What the task asks: According to the news article about Sunali Khatun, through which border was she repatriated?

Page excerpt:
Rampurhat (WB) | Six-year old Afreen wouldn't stop giggling even as her mother, Sunali Khatun, was being wheeled inside the Rampurhat Government Medical College and Hospital, amid relentless clicks of media shutterbugs on Saturday afternoon, when the winter chill of Bengal countryside had slowly begun taking effect.
Arrested by Delhi Police in June this year on suspicion of being a Bangladeshi national and subsequently pushed to the neighbouring nation, Sunali, a migrant resident of Murarai in Birbhum who is in an advanced stage of pregnancy, was repatriated through the Malda border on Friday, alongside her minor son Sabir, following a Supreme Court directive.
She was admitted to the Rampurhat hospital in Birbhum on Saturday, where she will remain under observation of doctors till the expected childbirth happens later this month or beginning of the next.
"It was a torture living in a solitary cell of the Bangladeshi prison," Sunali told PTI from her hospital bed, recounting the experience of spending over a hundred days at the Chapai Nawabgunj correctional facility, charged as an "infiltrator".
"They allowed Sabir to stay with me. But my husband Danesh was taken away elsewhere. I am worried about him since he is yet to be brought back. I also worry about Sweety Bibi and her children since their fates also remain uncertain," she said, referring to the four other deportees who have been granted bail by a Bangladeshi court, but are yet to be repatriated.

[Referring expression grounding data]
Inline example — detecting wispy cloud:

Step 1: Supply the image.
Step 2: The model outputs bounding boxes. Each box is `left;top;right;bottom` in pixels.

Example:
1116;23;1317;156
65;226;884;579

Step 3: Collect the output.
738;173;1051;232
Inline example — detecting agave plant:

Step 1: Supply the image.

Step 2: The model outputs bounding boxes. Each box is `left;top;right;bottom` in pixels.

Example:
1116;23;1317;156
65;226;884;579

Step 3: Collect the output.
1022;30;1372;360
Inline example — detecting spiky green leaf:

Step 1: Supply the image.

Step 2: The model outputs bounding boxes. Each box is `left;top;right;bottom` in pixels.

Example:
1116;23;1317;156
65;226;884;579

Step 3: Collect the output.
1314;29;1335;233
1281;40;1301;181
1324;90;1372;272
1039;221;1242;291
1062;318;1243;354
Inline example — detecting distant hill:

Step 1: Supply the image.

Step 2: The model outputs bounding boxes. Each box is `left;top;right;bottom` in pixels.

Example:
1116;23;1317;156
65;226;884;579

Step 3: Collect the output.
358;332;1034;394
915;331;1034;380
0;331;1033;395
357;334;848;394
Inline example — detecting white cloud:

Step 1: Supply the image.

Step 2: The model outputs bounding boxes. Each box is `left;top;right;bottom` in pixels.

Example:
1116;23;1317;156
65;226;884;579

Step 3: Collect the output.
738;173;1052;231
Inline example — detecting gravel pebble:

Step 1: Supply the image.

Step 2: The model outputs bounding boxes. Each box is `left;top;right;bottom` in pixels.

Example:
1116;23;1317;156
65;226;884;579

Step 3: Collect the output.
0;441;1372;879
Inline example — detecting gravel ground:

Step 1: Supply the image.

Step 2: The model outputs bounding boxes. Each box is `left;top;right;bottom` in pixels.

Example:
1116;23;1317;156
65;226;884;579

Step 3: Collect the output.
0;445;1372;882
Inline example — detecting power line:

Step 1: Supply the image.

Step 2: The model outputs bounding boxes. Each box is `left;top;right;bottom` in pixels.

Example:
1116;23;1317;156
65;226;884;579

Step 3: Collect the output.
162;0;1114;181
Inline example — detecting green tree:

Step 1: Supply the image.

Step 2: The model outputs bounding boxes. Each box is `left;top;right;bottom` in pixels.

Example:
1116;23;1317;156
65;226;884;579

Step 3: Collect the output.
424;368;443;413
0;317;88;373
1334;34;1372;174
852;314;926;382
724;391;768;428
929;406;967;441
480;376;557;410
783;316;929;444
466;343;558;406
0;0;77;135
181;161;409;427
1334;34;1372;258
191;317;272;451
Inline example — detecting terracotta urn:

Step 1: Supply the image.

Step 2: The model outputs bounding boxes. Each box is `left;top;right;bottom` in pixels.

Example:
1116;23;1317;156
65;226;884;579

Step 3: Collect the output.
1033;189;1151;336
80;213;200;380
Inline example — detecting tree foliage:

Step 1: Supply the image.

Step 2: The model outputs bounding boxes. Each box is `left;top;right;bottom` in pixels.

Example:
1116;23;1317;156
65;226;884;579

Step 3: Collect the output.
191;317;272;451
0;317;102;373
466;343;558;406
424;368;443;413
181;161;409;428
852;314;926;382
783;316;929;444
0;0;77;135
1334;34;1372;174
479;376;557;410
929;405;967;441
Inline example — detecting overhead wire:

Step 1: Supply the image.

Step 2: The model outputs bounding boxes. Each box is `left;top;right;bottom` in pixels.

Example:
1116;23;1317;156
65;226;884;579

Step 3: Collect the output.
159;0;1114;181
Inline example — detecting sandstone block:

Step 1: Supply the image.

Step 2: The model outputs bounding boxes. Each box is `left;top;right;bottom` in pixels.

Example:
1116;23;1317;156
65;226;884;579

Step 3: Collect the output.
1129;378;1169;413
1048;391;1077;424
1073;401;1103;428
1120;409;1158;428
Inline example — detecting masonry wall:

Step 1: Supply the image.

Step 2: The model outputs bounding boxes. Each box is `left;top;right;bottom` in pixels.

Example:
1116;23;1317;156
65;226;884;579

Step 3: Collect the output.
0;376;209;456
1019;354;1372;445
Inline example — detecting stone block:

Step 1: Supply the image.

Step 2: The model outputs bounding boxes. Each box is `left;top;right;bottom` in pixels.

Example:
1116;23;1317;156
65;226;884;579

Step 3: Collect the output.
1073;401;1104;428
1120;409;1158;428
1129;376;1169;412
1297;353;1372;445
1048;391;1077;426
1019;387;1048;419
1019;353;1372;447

Answer section: The Malda border.